Written tasks —
**a)** Based on the integration task page, decide whether each statement agrees with it: (i) the network has to compute a cumulative sum over time; (ii) the batch size is 256; (iii) the network has 100 hidden units. Answer yes or no for each, and quote the words that decide it.
**b)** In the records, rewrite every line from the line with "target: cream colored building" up to and including the line with "60 869 L 63". Keep the requests, and decrease each coordinate in the answer outlines by 49.
** Begin Passage shown **
The Integration Task#

Goal: Given a noisy input signal, the network must compute the cumulative sum (integral) over time.

Input:  [x₁, x₂, x₃, ...]
Output: [x₁, x₁+x₂, x₁+x₂+x₃, ...]

This task requires:

Memory: Remember past inputs
Accumulation: Continuously integrate information
Robustness: Handle noise in inputs

Applications:

Evidence accumulation in decision-making
Position estimation from velocity
Financial modeling (cumulative returns)
Signal processing

Setup and Imports#

from typing import Callable

import jax
import jax.numpy as jnp
import matplotlib.pyplot as plt
import numpy as np

import brainstate
import braintools

# Set random seeds
np.random.seed(42)
brainstate.random.seed(42)

Configuration#

# Task parameters
dt = 0.04              # Time step
num_step = int(1.0 / dt)  # Steps per trial (25 steps for 1.0 time unit)
num_batch = 512        # Batch size

# Network parameters
num_hidden = 100       # Hidden units in RNN

# Training parameters
learning_rate = 0.025
lr_decay_rate = 0.99975
l2_reg = 2e-4
num_epochs = 5
batches_per_epoch = 500

print(f"Configuration:")
print(f"  Sequence length: {num_step} steps")
print(f"  Batch size: {num_batch}")
print(f"  Hidden units: {num_hidden}")
print(f"  Training batches: {num_epochs * batches_per_epoch}")

Configuration:
  Sequence length: 25 steps
  Batch size: 512
  Hidden units: 100
  Training batches: 2500

Generate Data#

Data Generation Function#

We’ll create random walk inputs and compute their cumulative sums as targets:

@brainstate.transform.jit(static_argnums=2)
def build_inputs_and_targets(mean=0.025, scale=0.01, batch_size=10):
    """Generate integration task data.
** End Passage shown **
** Begin Records to process **
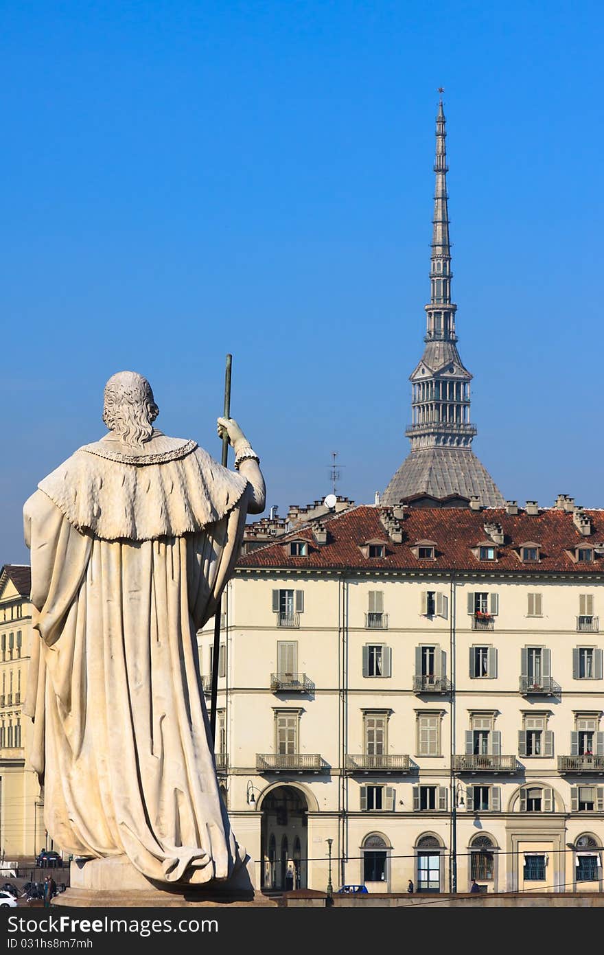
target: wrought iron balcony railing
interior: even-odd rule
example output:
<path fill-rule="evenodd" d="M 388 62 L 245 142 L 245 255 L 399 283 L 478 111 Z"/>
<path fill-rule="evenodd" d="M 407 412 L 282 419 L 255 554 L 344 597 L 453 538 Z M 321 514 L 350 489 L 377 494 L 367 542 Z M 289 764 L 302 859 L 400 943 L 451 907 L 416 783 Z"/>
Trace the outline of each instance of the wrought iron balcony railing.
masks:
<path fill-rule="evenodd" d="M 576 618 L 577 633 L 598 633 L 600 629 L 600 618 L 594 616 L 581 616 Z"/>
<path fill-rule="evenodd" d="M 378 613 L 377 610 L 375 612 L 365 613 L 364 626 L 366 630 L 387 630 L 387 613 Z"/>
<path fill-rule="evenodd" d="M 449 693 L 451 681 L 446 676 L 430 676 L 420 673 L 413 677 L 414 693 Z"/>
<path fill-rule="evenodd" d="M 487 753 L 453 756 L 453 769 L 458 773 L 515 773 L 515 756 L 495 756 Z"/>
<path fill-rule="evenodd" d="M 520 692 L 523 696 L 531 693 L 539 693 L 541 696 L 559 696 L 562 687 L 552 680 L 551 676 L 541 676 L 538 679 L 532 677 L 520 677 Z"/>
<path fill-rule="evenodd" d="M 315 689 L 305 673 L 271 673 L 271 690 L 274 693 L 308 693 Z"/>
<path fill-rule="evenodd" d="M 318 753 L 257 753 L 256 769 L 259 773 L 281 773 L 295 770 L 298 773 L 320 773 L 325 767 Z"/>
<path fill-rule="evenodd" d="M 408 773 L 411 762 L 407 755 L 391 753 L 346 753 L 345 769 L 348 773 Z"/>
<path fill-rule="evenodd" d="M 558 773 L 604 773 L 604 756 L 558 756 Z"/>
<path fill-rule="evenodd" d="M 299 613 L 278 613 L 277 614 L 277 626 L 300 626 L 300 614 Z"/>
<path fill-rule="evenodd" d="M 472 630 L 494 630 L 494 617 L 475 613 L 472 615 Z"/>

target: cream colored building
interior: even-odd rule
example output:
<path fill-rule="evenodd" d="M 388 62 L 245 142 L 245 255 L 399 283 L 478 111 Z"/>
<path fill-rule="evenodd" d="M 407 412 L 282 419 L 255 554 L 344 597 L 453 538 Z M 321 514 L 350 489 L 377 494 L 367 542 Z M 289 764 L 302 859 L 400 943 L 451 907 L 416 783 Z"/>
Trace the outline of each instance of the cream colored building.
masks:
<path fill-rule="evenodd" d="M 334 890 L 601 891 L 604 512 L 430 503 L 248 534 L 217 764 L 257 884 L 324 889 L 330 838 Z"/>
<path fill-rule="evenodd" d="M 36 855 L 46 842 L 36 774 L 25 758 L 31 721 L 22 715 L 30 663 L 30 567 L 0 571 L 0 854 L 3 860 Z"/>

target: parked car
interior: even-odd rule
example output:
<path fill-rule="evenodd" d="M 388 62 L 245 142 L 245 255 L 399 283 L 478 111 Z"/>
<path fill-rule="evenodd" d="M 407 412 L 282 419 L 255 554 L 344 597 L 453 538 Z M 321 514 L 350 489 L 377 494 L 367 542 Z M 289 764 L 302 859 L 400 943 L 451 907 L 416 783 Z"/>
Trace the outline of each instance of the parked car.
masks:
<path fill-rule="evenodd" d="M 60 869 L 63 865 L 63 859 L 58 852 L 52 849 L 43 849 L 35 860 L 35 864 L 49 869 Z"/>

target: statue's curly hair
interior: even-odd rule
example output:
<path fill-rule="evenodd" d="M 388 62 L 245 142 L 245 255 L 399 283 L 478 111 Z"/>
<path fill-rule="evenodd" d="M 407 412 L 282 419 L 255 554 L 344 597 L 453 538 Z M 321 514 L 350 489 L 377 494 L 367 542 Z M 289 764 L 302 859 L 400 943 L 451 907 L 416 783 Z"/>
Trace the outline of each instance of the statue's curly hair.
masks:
** End Records to process **
Answers below —
**a)**
(i) Yes: "the network must compute the cumulative sum (integral) over time"
(ii) No: "Batch size: 512"
(iii) Yes: "Hidden units: 100"

**b)**
target: cream colored building
interior: even-odd rule
example output:
<path fill-rule="evenodd" d="M 388 62 L 245 142 L 245 255 L 399 283 L 478 111 Z"/>
<path fill-rule="evenodd" d="M 407 412 L 282 419 L 255 554 L 344 597 L 453 538 Z M 321 514 L 350 489 L 377 494 L 367 542 Z M 289 764 L 302 859 L 400 943 L 451 907 L 416 783 Z"/>
Trace the outline of each instance of the cream colored building.
masks:
<path fill-rule="evenodd" d="M 285 841 L 552 842 L 555 463 L 381 454 L 199 485 L 168 715 L 208 835 L 275 840 L 281 789 Z"/>
<path fill-rule="evenodd" d="M -13 806 L -3 793 L -13 725 L -24 709 L -18 672 L -27 666 L -19 614 L -19 518 L -49 522 L -49 805 L -46 811 Z"/>

target: parked car
interior: even-odd rule
example output:
<path fill-rule="evenodd" d="M 388 62 L 245 142 L 245 255 L 399 283 L 478 111 Z"/>
<path fill-rule="evenodd" d="M 407 412 L 282 419 L 255 554 L 344 597 L 453 538 Z M 321 514 L 350 489 L 377 494 L 367 542 Z M 289 764 L 302 859 L 400 943 L 451 907 L 416 783 Z"/>
Trace the outline of each instance of the parked car.
masks:
<path fill-rule="evenodd" d="M 11 820 L 14 816 L 14 810 L 9 803 L 3 800 L -6 800 L -14 811 L -14 815 L 0 820 Z"/>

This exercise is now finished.